Top of Task data

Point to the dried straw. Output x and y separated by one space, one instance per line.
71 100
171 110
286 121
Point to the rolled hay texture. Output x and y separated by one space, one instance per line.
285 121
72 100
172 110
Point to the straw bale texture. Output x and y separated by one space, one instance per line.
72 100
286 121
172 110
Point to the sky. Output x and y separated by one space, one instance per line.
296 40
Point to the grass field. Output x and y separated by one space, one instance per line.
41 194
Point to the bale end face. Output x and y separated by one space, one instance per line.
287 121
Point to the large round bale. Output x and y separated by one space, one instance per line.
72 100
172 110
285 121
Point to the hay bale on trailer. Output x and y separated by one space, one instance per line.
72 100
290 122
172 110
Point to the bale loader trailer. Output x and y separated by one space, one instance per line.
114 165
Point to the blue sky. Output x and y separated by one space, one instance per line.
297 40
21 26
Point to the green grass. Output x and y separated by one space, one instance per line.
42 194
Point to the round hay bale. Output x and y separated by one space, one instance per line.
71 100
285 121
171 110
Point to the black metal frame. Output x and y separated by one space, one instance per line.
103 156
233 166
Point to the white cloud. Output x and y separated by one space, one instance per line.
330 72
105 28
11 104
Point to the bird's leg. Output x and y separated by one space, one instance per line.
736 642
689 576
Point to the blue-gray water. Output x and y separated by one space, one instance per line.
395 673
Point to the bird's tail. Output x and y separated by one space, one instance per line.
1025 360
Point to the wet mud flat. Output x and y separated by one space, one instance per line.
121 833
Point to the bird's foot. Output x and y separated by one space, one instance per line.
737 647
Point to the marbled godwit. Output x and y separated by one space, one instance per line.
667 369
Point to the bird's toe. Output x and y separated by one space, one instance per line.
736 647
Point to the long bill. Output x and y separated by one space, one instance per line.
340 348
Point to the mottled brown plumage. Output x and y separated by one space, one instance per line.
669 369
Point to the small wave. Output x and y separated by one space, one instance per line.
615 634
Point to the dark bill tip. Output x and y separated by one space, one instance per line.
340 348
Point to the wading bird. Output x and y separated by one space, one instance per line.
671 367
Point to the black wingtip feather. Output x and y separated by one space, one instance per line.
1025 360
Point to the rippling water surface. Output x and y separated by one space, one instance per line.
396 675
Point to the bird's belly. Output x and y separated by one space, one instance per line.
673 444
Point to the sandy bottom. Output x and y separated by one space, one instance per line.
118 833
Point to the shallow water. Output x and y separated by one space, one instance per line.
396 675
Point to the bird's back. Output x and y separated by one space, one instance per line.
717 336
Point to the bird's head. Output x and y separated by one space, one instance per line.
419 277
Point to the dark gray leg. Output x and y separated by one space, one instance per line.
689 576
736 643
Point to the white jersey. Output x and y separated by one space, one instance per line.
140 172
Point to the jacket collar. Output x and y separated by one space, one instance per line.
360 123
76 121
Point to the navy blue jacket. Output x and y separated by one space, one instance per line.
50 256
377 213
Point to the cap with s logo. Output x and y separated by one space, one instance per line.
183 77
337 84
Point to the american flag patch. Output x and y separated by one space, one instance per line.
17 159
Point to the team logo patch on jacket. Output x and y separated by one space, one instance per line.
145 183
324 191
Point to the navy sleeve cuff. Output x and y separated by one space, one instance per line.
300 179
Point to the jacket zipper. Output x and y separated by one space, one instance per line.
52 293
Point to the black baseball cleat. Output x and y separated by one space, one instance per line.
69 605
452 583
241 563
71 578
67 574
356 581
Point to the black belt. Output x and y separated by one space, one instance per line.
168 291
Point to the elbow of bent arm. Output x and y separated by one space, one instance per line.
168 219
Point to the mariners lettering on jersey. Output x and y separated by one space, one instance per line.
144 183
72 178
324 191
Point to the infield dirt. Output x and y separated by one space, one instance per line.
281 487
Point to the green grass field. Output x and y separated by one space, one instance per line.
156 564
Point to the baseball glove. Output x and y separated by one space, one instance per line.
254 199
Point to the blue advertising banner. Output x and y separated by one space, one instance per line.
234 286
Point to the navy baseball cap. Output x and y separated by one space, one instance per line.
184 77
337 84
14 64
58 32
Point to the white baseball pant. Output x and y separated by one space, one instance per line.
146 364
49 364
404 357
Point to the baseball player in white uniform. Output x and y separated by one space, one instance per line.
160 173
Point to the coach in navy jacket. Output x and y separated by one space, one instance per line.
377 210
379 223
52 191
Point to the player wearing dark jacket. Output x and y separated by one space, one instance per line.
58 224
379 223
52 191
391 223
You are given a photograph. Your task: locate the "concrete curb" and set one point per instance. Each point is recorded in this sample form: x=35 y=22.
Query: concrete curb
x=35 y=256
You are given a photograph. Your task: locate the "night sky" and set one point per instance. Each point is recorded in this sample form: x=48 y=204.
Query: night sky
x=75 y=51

Bottom of Task data
Top of Task data

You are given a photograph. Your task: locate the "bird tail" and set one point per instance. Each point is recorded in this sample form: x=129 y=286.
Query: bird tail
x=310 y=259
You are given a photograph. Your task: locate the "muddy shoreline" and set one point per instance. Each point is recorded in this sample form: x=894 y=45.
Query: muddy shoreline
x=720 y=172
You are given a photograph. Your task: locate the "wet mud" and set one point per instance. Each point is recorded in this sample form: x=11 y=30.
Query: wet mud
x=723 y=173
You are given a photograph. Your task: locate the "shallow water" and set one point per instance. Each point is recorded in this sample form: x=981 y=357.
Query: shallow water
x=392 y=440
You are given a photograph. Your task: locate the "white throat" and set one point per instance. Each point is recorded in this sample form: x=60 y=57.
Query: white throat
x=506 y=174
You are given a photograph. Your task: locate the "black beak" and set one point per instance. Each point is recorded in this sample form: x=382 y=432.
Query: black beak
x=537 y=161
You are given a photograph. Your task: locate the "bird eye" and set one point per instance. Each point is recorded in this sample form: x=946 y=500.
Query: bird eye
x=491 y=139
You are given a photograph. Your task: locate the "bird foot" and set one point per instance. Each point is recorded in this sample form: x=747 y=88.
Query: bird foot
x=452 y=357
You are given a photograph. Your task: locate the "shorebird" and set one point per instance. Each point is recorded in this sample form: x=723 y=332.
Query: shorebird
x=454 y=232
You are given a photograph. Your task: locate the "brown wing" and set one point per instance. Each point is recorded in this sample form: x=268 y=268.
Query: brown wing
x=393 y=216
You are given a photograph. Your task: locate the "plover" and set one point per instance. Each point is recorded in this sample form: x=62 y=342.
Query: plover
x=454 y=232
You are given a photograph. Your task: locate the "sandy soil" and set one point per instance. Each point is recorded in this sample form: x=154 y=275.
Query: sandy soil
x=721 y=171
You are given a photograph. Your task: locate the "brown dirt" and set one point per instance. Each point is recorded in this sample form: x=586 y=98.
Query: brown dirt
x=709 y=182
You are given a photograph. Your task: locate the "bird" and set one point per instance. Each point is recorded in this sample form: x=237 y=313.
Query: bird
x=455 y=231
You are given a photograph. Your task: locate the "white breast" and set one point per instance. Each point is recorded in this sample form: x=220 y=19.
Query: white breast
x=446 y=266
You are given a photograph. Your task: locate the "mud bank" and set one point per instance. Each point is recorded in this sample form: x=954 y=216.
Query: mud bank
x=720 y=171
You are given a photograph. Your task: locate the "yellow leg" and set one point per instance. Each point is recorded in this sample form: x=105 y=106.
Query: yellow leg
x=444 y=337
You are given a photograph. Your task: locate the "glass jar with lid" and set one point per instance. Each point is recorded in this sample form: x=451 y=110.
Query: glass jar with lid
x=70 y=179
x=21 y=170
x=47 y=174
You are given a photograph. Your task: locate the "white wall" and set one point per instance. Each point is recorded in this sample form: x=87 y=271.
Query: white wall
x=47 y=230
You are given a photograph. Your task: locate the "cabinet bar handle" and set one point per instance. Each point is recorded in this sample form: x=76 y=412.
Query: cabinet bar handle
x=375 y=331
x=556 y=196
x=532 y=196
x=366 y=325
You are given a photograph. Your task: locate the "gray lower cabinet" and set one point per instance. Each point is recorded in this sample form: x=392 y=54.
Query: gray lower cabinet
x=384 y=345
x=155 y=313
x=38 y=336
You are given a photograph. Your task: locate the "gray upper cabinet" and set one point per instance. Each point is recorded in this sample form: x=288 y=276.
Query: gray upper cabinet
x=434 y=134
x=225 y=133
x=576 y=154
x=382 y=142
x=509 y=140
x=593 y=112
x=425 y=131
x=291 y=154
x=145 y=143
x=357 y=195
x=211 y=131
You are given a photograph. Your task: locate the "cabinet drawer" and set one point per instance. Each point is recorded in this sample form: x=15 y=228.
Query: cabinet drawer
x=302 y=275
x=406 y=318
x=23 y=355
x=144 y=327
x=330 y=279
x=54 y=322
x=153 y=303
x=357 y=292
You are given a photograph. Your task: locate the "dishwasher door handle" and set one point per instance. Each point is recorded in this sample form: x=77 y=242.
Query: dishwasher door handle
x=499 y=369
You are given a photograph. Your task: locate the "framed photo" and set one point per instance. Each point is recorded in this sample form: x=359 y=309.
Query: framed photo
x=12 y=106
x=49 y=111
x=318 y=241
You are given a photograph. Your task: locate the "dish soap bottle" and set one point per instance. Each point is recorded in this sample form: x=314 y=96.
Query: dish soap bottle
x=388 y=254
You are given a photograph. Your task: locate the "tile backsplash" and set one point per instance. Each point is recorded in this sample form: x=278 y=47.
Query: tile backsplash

Bottom of Task data

Directions for this task: Scan the entries above for the string "tile" and copy each line containing it.

Response to this exercise:
You are given a photograph. Your task: locate the "tile backsplash" and set one point per instance. Each point is recorded in this sample form: x=278 y=47.
Query: tile backsplash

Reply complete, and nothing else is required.